- **The data**

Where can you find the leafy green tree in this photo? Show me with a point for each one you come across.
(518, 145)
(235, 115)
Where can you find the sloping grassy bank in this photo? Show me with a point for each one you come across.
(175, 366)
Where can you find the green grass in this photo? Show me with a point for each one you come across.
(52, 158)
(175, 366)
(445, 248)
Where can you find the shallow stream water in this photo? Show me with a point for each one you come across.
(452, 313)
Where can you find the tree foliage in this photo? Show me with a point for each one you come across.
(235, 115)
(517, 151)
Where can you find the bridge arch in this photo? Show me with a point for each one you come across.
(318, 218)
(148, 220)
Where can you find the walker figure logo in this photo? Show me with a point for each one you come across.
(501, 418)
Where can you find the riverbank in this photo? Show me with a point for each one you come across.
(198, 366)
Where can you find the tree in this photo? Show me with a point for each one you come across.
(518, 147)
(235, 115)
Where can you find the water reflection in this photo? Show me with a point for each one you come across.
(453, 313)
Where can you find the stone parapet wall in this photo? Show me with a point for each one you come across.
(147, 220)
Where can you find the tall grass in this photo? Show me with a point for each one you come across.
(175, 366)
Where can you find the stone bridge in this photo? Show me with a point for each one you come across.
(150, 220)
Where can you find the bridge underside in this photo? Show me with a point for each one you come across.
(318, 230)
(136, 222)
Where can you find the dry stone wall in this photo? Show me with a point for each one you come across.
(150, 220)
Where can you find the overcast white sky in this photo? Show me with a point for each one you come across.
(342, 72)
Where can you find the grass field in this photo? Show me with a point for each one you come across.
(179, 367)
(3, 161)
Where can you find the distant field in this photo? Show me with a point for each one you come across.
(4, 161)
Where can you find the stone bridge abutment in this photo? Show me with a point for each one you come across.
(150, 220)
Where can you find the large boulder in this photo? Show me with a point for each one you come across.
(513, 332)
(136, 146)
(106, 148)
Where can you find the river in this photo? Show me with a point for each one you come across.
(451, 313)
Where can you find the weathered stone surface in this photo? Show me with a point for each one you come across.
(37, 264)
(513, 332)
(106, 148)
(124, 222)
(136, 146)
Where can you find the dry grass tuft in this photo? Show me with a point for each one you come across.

- **Activity**
Start at the line containing "Where can you find the weathered" and transcribe through the end of the entries. Please keep both ends and add nothing.

- **Solution to the problem**
Where can you find the weathered stone surface in this photo? Show me with a point for each one you come across.
(37, 264)
(513, 332)
(106, 148)
(124, 222)
(136, 146)
Where can you find the dry grass tuft in this photo? Show me with a point for each one you come across.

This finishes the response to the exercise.